→ MATERIAL

[start]

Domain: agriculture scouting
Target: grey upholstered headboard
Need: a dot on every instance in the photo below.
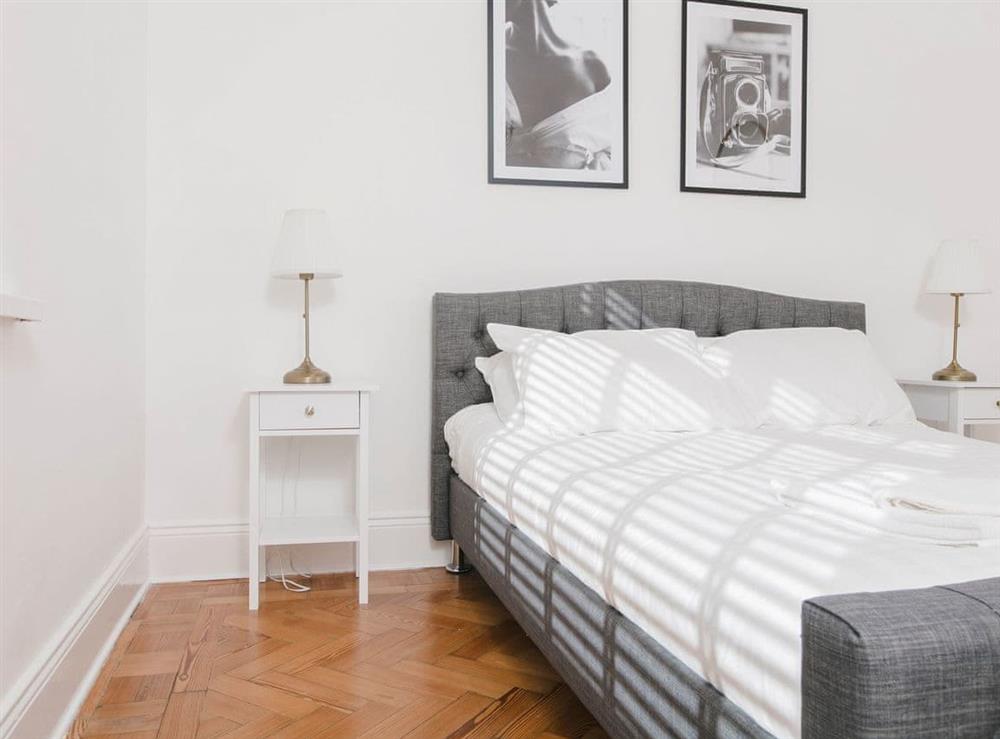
(710, 310)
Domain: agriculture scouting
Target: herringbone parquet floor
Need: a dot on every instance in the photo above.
(432, 655)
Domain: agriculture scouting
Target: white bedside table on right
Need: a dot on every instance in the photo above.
(957, 405)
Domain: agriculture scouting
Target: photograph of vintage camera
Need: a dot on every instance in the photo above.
(744, 87)
(736, 110)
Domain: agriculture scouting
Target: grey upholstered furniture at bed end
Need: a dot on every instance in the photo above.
(918, 663)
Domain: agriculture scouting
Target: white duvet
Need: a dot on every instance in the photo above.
(711, 541)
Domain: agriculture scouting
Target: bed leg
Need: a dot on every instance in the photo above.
(458, 565)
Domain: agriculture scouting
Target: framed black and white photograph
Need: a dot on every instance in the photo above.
(743, 95)
(558, 92)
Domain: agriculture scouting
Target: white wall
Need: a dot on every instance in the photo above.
(377, 112)
(71, 387)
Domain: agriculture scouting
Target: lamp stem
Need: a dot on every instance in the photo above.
(955, 371)
(305, 313)
(954, 338)
(307, 372)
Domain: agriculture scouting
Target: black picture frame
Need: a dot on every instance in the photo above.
(492, 177)
(684, 185)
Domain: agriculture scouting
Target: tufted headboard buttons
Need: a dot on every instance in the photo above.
(459, 335)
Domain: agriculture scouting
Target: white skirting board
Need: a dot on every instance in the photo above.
(214, 550)
(44, 700)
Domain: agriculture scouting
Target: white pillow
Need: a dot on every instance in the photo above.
(498, 371)
(807, 377)
(650, 380)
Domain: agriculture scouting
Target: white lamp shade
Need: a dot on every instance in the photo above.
(958, 267)
(305, 246)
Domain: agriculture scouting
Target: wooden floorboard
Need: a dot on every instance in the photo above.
(432, 655)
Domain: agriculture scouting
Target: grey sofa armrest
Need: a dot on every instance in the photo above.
(903, 663)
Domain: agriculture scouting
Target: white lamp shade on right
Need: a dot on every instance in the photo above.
(958, 267)
(305, 246)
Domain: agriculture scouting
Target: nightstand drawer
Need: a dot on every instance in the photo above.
(309, 411)
(982, 403)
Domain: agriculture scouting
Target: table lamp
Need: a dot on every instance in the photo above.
(957, 270)
(305, 252)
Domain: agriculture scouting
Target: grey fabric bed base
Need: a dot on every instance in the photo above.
(908, 664)
(631, 684)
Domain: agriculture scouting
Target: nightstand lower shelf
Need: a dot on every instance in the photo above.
(290, 530)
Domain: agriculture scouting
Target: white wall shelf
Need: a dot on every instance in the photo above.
(20, 308)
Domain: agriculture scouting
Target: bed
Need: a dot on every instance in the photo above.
(921, 659)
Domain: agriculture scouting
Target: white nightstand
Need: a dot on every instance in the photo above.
(957, 405)
(335, 409)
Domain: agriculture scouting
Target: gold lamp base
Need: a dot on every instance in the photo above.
(954, 372)
(306, 373)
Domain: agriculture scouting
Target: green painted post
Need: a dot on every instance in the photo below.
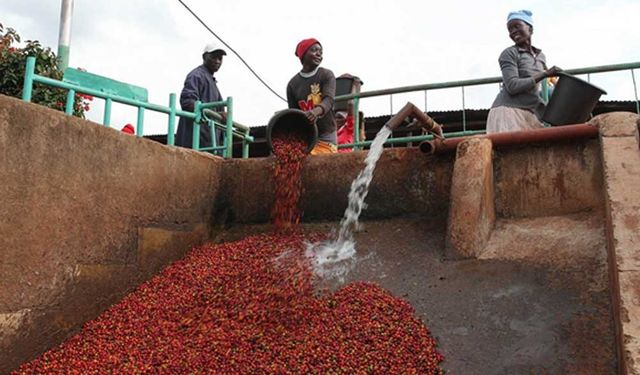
(245, 149)
(464, 115)
(140, 123)
(195, 142)
(29, 71)
(71, 94)
(106, 121)
(171, 137)
(356, 120)
(229, 129)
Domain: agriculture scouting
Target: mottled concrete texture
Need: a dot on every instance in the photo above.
(621, 162)
(538, 180)
(73, 197)
(472, 212)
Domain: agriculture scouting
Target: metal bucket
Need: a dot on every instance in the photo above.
(292, 121)
(572, 101)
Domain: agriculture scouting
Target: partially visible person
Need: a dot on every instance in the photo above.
(519, 106)
(200, 84)
(312, 90)
(129, 129)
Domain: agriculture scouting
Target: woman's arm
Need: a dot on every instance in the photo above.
(513, 83)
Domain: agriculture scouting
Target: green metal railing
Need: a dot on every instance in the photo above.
(231, 129)
(462, 84)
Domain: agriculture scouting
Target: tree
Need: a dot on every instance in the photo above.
(12, 65)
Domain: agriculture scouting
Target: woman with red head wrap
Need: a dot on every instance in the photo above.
(312, 90)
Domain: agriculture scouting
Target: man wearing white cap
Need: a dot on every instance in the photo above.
(201, 85)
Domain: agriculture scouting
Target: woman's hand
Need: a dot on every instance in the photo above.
(314, 114)
(553, 71)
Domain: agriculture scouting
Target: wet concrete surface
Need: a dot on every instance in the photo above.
(517, 311)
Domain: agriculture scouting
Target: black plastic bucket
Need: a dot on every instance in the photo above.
(572, 101)
(292, 121)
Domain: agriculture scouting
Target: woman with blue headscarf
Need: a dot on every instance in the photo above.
(519, 106)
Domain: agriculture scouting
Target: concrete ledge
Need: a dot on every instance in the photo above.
(616, 124)
(472, 211)
(158, 247)
(621, 165)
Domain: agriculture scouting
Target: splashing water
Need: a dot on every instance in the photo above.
(334, 258)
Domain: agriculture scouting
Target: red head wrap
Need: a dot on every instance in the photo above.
(304, 45)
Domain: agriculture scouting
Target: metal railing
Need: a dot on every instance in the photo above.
(462, 84)
(231, 129)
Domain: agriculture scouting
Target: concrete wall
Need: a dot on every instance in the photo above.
(621, 161)
(547, 180)
(86, 213)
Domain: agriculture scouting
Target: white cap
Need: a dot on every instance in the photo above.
(211, 47)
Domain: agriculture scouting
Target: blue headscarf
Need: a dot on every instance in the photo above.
(523, 15)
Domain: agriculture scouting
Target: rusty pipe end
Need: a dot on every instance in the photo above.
(427, 147)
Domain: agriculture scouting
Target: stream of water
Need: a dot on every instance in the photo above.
(334, 258)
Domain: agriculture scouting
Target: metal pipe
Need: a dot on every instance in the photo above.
(410, 110)
(558, 133)
(64, 38)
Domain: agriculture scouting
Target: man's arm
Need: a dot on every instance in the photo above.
(190, 92)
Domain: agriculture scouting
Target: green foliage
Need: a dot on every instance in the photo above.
(12, 65)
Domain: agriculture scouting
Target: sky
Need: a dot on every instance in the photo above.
(155, 43)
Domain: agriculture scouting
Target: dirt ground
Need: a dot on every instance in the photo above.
(536, 303)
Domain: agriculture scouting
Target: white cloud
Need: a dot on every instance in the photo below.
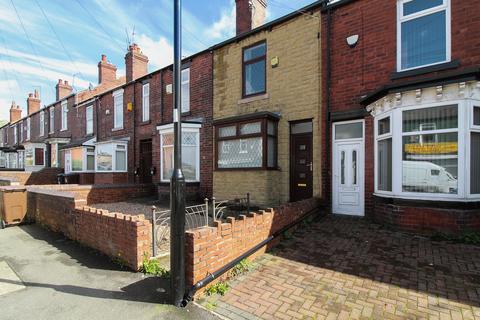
(225, 27)
(159, 52)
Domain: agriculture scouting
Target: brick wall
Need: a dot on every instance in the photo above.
(293, 90)
(422, 218)
(210, 248)
(368, 66)
(42, 177)
(123, 238)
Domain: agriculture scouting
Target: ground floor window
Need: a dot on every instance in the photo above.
(111, 157)
(247, 145)
(190, 152)
(428, 151)
(80, 159)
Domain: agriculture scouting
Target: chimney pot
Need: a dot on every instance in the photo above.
(250, 14)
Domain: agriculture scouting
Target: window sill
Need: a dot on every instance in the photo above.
(424, 70)
(253, 98)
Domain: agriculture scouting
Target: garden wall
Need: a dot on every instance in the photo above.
(210, 248)
(123, 238)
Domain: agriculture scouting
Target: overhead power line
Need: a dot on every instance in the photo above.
(30, 41)
(60, 40)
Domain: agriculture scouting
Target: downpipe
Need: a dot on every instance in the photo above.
(208, 279)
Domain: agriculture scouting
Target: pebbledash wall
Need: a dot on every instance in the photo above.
(64, 209)
(210, 248)
(293, 92)
(369, 66)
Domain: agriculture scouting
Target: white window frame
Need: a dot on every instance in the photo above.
(401, 18)
(64, 124)
(465, 114)
(28, 128)
(52, 120)
(117, 98)
(186, 127)
(112, 145)
(42, 123)
(89, 120)
(146, 102)
(185, 108)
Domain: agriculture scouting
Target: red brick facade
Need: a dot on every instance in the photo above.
(372, 63)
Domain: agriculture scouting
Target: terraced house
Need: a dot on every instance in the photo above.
(267, 107)
(120, 131)
(402, 95)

[end]

→ EXERCISE GOAL
Transcribe the material as is, with images omitted.

→ IN RESPONSE
Domain: agriculture scouting
Target: grey upholstered headboard
Need: a dot on every instance in the photo below.
(710, 310)
Domain: agriculture scouting
Target: herringbone parquet floor
Need: a dot on every instance in the photo above.
(432, 655)
Domain: agriculture scouting
Target: white bedside table on right
Need: a dot on every instance in the photo above.
(957, 405)
Domain: agriculture scouting
Target: photograph of vintage camera
Need: a dot on every instance in the photo above.
(744, 87)
(736, 110)
Domain: agriculture scouting
Target: grey upholstered furniture at bed end
Need: a dot on every instance in the photo above.
(918, 663)
Domain: agriculture scouting
Target: white duvet
Need: a dot on every instance in the photo above.
(711, 541)
Domain: agriculture scouting
Target: bed leg
Need: a dot on every instance in the photo above.
(458, 565)
Domain: agriculture scouting
Target: framed black and white photograph
Need: a dot on every instance in the photo above.
(743, 95)
(558, 92)
Domain: agriculture scouting
Target: white wall
Need: a dot on every instance in the photo above.
(377, 112)
(71, 387)
Domain: agriculture scouting
Target: lamp stem
Need: a dot on every instance in the photo above.
(955, 371)
(305, 313)
(954, 338)
(307, 372)
Domain: agriculture scouting
Target: black picture frame
Need: a dot on every instance in the photo above.
(492, 177)
(684, 185)
Domain: agriculture scouting
Target: tufted headboard buttons
Need: a dot on every instance in the photo above.
(459, 335)
Domain: agriculture scouting
Target: white skirting board
Need: a dot on every instance in the photo above.
(214, 550)
(44, 700)
Domain: agriculture scouting
Target: white pillow
Need: a dot on every instance in the photo above.
(498, 371)
(807, 377)
(650, 380)
Domain: agriculture scouting
Target: white lamp shade
Need: a dot on every instance in the photo above.
(958, 267)
(305, 246)
Domain: agriculture scouting
Target: wooden floorboard
Need: a dot on every instance in the photo above.
(432, 655)
Domain: agriculture scouting
Target: grey sofa armrest
Need: a dot on every instance in the photo above.
(903, 663)
Domain: agriculture scouting
Target: white lamp shade on right
Need: a dot on every instance in the photo above.
(958, 267)
(305, 246)
Domain: agriculture scouting
Target: nightstand drawer
Need: a dot on every instance in the photo above.
(309, 411)
(982, 403)
Domain: agriculture scouting
Target: table lamp
Need: a dot on every instance in the photo above.
(957, 270)
(305, 252)
Domain: agriculture scouting
Target: grey fabric bed base
Need: a dot on every instance in the photo above.
(908, 664)
(631, 684)
Domain: agriculture scouting
Target: nightstand lower shelf
Need: a dot on every instance in the photo above.
(290, 530)
Domain: agriculture scouting
Target: white wall shelf
Need: a dot on every instance in the photo above.
(20, 308)
Domain: agriculture scouting
Target: bed
Need: a dot on every instance in the photo above.
(921, 659)
Domain: agriculture scouting
Target: white nightstand
Need: a dot on every instance in the photo above.
(957, 405)
(335, 409)
Domain: agriculture scouting
Target: gold lamp base
Need: a dot on every instance in the photo above.
(954, 372)
(306, 373)
Domain: agriculture scouting
Target: green painted post
Need: a dot on every instance in the photo below.
(245, 149)
(464, 115)
(140, 123)
(195, 142)
(29, 71)
(71, 94)
(106, 121)
(171, 137)
(356, 120)
(229, 129)
Domain: agriculture scouting
Target: mottled concrete texture
Need: a dot on every instance in the photo above.
(621, 162)
(538, 180)
(73, 197)
(472, 212)
Domain: agriculture scouting
Target: metal bucket
Need: a dot on every instance in the photo above.
(292, 121)
(572, 101)
Domain: agriculture scouting
Target: partially visible person
Need: a dot on every instance in the photo above.
(519, 106)
(200, 84)
(312, 90)
(129, 129)
Domain: agriculture scouting
Target: woman's arm
Need: a dot on every instance in the photo above.
(513, 83)
Domain: agriculture scouting
Target: green metal railing
Need: a dot on every instance in the photo above.
(231, 129)
(462, 84)
Domain: agriculture scouting
Target: tree
Need: a dot on every instance in the photo above.
(12, 65)
Domain: agriculture scouting
Target: woman with red head wrap
Need: a dot on every instance in the photo above.
(312, 90)
Domain: agriculture scouting
Target: man wearing white cap
Need: a dot on every instance in the photo above.
(201, 85)
Domain: agriculture scouting
Target: woman's hand
Need: a dot on every instance in the photo above.
(314, 114)
(553, 71)
Domain: agriculture scouting
Target: wet concrete surface
Need: a dot on every instance in the photo above.
(517, 311)
Domain: agriculture scouting
Target: black plastic bucket
Need: a dot on every instance in the photo above.
(572, 101)
(292, 121)
Domain: agriculture scouting
Target: woman with blue headscarf
Need: a dot on every instance in the photo above.
(519, 106)
Domain: agriculture scouting
Target: concrete ledge
Need: a dot on every instance in the photo above.
(616, 124)
(472, 211)
(158, 247)
(621, 165)
Domain: agriculture scouting
Target: splashing water
Need: a dot on every instance in the photo above.
(334, 258)
Domain: agriculture scouting
Target: red head wrap
Need: a dot on every instance in the photo above.
(304, 45)
Domain: agriculture scouting
Target: metal railing
Need: a dot on every instance in the photo above.
(462, 84)
(231, 129)
Domain: agriculture scouting
Target: concrete wall
Need: a dot on every instance in the photo above.
(621, 161)
(547, 180)
(86, 213)
Domain: agriculture scouting
Target: white cap
Need: a dot on every instance in the photo above.
(211, 47)
Domain: agriculture scouting
Target: blue headscarf
Need: a dot on every instance in the photo above.
(523, 15)
Domain: agriculture scouting
Target: rusty pipe end
Need: a dot on every instance in the photo above.
(427, 147)
Domain: agriculture scouting
Target: stream of water
Need: a dot on every instance in the photo above.
(334, 258)
Domain: agriculture scouting
Target: metal pipe
Need: a dot on every instance in the photo above.
(410, 110)
(558, 133)
(64, 38)
Domain: agriculture scouting
Target: man's arm
Need: a dot on every instance in the photo above.
(190, 92)
Domain: agriculture scouting
Target: green foliage
Need: a dot on every instance in the photo above.
(12, 65)
Domain: agriculture scouting
Target: sky
Need: a dot on every instance in the photo above.
(155, 43)
Domain: agriculture scouting
Target: dirt ground
Need: a dot on every instance in the photo above.
(536, 303)
Domain: agriculture scouting
Target: white cloud
Need: a dot on every instance in the photo below.
(225, 27)
(159, 52)
Domain: agriculture scouting
Target: brick wall
Need: a dot on every instance in the photo above.
(293, 90)
(422, 218)
(210, 248)
(368, 66)
(42, 177)
(123, 238)
Domain: agriculture scouting
Target: ground floor window
Need: a dot on every instance in the photo above.
(111, 157)
(247, 145)
(190, 152)
(428, 151)
(80, 159)
Domain: agriculture scouting
Target: chimney pot
Need: a dot on every instance in the photo above.
(250, 14)
Domain: agriculture scouting
Target: window sill
Need: a dot on every instance in the photo above.
(424, 70)
(253, 98)
Domain: agriculture scouting
Target: garden wall
Need: a dot on every instance in the photo above.
(210, 248)
(123, 238)
Domain: agriculture scouting
Target: overhead power line
Need: a dot on every instance in the photo above.
(30, 41)
(60, 40)
Domain: agriculture scouting
Target: downpipe
Need: a dot on every instance in the photo above.
(208, 279)
Domain: agriculture scouting
Target: pebbledash wall
Need: a dot on every instance in the photo above.
(64, 209)
(210, 248)
(293, 92)
(369, 66)
Domain: agriculture scouting
Target: white window frame
Need: a dot on every instance in the photo above.
(401, 18)
(64, 124)
(465, 114)
(28, 128)
(52, 120)
(117, 98)
(186, 127)
(112, 145)
(42, 123)
(89, 120)
(146, 102)
(185, 108)
Domain: agriculture scouting
Target: red brick facade
Need: a dot on every instance in the photo above.
(372, 63)
Domain: agriculture scouting
Target: terraced house
Need: a dot on every instance in the photo above.
(267, 107)
(120, 131)
(402, 95)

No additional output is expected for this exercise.